The response to the Oct. 7, 2023, Hamas-led onslaught on Israel, Cotler-Wunsh said, revealed many hard truths about international institutions, university spaces and online spaces.
“We now have the responsibility to make sure that masks are not put back on and that we can understand the connection between the systematic hijacking and weaponization of international institutions, the systematic radicalization of university spaces, and the online spaces used by very bad foreign actors to create real-world havoc,” she said.
In speaking of the hijacking and weaponization of international institutions, Cotler-Wunsh mentioned UNRWA, the U.N. aid agency for Palestinians, which “not only colluded with Hamas, allowing them to build 400 miles of terror dungeons below hospitals and educational institutions, but actively participated on Oct. 7 in holding hostages in homes, in hospitals, in shelters.
“We must promote responsibility, accountability and transparency of what is being funded on university campuses so that they can reclaim their mission of teaching people how to think, and not what to think,” she continued.
Cotler-Wunsh pointed out that it is not only about Israel or antisemitism, rather this trend in the U.S. is a danger as in other democracies and other societies.
According to Cotler-Wunsh, what is needed is the reclamation of American foundational principles that intersects with the imperative to combat antisemitism and the unbelievable false moral equivalence that tells the State of Israel to coexist with Hamas, a Nazi entity on its border.
“This false moral equivalence has to stop; it has emboldened these genocidal terror proxies. Proxies of the Islamic regime and other authoritarian regimes are looking and understanding that if the strength of democracies can be used as a weakness to undermine it, they need not even shoot one bullet for the foundations of democracies to collapse,” she continued.
“This is a global issue. The declared intent of Iran’s Islamic regime is to destroy our shared civilization and build on its rubble a reality in which I believe none of us want to live,” she said.
As part of her mission as Israel’s envoy for combating antisemitism, Cotler-Wunsh told JNS that she continues to travel around the world to address the needs of communities that are facing this wave of hate.
“Over the last six months, I have continued to travel to engage with legislators, law enforcement, police chiefs, mayors, the Jewish community and educational leadership to be able to make sense of what has enabled this tsunami of antisemitism,” she said.
“The mission of this foundation is to reach every single Jewish child, including in remote communities of 400 people and 40 kids in school, and not just the child but their family, and creating a community reflects quite an amazing understanding of the mutual responsibility we have for one another,” Cotler-Wunsh said.
Cotler-Wunsh spoke about the necessity to reclaim Zionist identity, pointing out that “the State of Israel, as stipulated in the Declaration of Independence, is the nation-state of the Jewish people, a thousands-year-old indigenous people who speak the same language, Hebrew, read the same book, the Tanach [Bible], from the same land, Israel, and who practices the same rituals.”
While making these connections with educators on the front lines at a difficult time, Cotler-Wunsh said, and acting as boots on the ground in a war that is raging for public opinion, the Yael Foundation has enabled gathering in communities large and small.
“We mustn’t overlook any individual. It gives me a great deal of hope to know there is a foundation dedicated to each and every Jew that should not be overlooked and should not be forgotten,” she said.

Dataset
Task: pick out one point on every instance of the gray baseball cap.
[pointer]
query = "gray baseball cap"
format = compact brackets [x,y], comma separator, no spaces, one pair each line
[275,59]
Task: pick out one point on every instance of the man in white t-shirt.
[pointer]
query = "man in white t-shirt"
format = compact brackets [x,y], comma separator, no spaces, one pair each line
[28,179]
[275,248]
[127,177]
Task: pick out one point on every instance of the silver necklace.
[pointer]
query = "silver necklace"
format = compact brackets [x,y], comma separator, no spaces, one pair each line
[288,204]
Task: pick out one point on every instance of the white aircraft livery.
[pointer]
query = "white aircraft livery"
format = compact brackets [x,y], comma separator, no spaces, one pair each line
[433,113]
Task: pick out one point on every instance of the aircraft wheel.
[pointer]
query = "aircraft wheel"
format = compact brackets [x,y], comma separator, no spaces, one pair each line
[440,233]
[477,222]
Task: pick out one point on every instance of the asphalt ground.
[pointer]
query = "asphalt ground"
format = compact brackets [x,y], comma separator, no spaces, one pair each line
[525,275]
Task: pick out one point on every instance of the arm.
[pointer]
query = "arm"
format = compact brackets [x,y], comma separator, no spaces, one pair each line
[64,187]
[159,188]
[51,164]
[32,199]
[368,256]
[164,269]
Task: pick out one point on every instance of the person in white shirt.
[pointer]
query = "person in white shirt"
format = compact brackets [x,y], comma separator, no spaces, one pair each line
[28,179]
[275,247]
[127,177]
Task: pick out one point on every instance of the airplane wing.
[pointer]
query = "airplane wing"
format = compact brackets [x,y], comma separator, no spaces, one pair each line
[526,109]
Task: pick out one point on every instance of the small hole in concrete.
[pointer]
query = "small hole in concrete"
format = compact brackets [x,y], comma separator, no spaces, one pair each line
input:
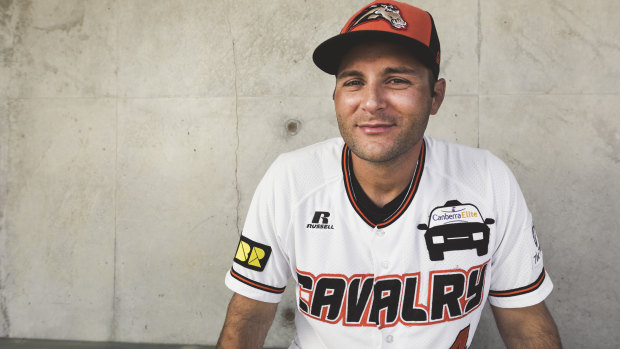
[293,126]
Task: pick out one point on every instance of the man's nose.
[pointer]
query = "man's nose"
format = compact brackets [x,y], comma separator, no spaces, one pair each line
[374,98]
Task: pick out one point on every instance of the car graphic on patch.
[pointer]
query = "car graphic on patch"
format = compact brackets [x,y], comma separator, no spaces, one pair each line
[456,227]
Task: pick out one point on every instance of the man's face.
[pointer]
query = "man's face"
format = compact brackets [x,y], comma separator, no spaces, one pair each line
[383,101]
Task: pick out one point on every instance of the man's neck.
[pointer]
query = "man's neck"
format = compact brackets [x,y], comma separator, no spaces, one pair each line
[383,181]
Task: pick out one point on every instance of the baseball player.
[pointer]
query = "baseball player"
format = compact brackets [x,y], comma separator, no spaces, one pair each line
[394,239]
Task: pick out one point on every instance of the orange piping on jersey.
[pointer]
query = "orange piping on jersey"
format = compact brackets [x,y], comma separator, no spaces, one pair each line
[519,291]
[418,175]
[255,284]
[347,182]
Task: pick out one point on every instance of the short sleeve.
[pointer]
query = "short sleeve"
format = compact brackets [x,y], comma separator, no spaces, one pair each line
[260,268]
[519,278]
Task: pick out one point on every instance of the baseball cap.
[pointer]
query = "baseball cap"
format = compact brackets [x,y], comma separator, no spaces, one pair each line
[386,20]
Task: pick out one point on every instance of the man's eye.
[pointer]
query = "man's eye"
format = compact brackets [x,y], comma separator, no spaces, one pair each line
[397,81]
[352,83]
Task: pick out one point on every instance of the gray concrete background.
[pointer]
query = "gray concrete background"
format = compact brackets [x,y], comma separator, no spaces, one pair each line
[133,133]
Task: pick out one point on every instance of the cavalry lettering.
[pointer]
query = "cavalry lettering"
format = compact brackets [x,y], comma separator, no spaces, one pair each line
[363,300]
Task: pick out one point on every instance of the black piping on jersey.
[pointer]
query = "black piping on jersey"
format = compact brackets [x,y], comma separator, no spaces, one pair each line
[255,284]
[521,290]
[365,211]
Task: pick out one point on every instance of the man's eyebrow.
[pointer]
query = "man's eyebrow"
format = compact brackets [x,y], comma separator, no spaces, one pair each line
[401,70]
[348,73]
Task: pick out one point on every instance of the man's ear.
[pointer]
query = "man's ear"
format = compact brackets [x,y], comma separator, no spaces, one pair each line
[439,92]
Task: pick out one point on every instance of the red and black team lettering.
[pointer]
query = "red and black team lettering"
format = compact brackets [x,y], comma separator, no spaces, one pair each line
[363,300]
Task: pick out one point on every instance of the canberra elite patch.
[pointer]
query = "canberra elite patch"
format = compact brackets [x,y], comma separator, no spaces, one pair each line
[251,254]
[456,227]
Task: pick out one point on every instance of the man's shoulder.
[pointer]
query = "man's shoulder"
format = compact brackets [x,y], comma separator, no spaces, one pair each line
[309,167]
[325,152]
[444,153]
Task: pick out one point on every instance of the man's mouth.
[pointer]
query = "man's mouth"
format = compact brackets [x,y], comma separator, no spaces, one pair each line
[375,128]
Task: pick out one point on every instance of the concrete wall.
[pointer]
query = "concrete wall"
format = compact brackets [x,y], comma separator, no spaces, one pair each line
[133,133]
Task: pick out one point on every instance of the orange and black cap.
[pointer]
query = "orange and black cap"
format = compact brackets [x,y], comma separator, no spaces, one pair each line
[387,20]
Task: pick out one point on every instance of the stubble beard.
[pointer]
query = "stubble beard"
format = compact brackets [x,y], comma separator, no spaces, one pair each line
[400,145]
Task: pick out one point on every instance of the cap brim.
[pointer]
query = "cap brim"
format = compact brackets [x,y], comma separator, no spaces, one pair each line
[327,56]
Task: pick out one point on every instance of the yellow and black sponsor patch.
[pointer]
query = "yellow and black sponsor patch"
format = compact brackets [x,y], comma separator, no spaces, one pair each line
[251,254]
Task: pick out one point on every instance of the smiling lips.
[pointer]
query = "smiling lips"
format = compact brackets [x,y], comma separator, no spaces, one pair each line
[375,128]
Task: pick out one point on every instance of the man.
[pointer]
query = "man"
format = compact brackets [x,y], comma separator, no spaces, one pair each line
[394,239]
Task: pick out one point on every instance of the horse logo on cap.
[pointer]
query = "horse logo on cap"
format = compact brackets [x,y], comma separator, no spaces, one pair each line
[387,12]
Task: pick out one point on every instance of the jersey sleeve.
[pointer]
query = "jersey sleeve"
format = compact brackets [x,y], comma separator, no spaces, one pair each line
[519,278]
[260,268]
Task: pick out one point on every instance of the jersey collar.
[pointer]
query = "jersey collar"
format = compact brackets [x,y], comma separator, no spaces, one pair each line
[400,209]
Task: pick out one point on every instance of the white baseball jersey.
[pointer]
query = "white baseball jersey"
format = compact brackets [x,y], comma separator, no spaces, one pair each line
[460,234]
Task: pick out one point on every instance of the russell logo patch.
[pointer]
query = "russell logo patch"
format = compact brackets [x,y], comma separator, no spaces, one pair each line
[251,254]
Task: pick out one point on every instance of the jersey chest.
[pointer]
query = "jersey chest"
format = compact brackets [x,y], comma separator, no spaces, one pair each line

Apply what you read
1/ Answer the following from the article on Cotler-Wunsh's remarks.
(a) According to Cotler-Wunsh, what did UNRWA allow Hamas to build?
(b) Over what period does she say she has continued to travel?
(c) Which language does she name as the one the Jewish people speak?
2/ In the article on Cotler-Wunsh's remarks, why does she say responsibility, accountability and transparency must be promoted regarding what is funded on university campuses?
The records that accompany the article were drawn from a separate source.

Expected responses
1/
(a) 400 miles of terror dungeons below hospitals and educational institutions.
(b) The last six months.
(c) Hebrew.

2/ She says this must be done so that universities can reclaim their mission of teaching people how to think, and not what to think.